**Your goal**
Please copy out the records starting with the line with "obj: camera tripod => coords" and going on through the line with "[399,418,633,512]", keeping every line and multiplying each coordinate by 2.55, rounded to a whole number with halves going up. Return only those lines.

**Data records**
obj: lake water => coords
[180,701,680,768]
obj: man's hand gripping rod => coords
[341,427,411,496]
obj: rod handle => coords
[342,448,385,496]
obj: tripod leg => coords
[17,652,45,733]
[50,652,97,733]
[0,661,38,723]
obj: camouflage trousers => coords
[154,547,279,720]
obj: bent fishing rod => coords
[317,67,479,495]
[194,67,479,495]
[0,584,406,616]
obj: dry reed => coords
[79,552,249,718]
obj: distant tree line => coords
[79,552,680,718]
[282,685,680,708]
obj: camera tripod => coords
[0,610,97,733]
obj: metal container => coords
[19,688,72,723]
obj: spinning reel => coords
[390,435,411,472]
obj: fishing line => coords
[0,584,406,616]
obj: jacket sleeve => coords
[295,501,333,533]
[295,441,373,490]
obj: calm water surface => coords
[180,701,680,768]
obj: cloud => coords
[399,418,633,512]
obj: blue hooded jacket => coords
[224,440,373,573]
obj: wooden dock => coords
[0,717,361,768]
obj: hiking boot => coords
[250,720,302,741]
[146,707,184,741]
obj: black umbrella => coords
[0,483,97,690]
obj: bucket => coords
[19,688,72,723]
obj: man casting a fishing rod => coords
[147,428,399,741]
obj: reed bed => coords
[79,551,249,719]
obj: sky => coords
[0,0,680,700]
--
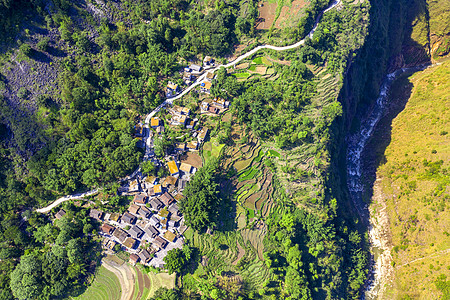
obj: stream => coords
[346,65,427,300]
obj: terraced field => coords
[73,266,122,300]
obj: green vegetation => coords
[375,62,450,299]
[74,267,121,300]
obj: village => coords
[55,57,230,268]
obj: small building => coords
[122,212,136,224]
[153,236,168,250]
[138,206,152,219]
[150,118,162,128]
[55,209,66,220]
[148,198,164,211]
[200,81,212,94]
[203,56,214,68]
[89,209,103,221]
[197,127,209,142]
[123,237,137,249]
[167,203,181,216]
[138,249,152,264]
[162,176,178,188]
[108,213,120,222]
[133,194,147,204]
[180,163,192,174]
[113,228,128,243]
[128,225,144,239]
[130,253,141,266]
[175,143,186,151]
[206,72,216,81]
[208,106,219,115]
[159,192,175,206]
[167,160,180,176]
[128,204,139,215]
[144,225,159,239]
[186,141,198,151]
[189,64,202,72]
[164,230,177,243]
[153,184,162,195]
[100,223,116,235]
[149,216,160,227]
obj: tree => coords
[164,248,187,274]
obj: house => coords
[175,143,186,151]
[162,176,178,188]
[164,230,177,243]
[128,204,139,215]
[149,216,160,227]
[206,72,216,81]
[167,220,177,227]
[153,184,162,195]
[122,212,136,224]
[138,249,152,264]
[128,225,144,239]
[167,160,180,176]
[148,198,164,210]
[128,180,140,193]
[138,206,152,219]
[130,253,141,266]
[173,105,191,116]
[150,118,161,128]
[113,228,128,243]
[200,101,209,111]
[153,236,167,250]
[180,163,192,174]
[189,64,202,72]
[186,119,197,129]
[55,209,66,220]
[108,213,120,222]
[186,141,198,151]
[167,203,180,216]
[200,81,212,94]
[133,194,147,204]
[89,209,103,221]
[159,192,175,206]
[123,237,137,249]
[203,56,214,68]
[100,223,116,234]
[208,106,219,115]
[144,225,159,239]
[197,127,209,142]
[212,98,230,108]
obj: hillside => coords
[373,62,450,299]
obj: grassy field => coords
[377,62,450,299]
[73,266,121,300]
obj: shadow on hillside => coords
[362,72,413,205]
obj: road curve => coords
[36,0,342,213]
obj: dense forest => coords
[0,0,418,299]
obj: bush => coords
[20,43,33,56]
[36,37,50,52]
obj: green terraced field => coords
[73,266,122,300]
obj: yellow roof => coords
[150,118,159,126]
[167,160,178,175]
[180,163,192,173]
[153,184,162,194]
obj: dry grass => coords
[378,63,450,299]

**Written solution**
obj: camera tripod => coords
[0,1556,247,1869]
obj: metal container => coords
[48,1754,184,1844]
obj: spinning reel => coords
[995,1109,1048,1204]
obj: fishing line => coords
[0,1489,1035,1571]
obj: jacket sleeve => coords
[752,1278,849,1359]
[752,1125,951,1250]
obj: calm water surface => coords
[459,1788,1734,1958]
obj: cloud => coords
[1017,1066,1614,1306]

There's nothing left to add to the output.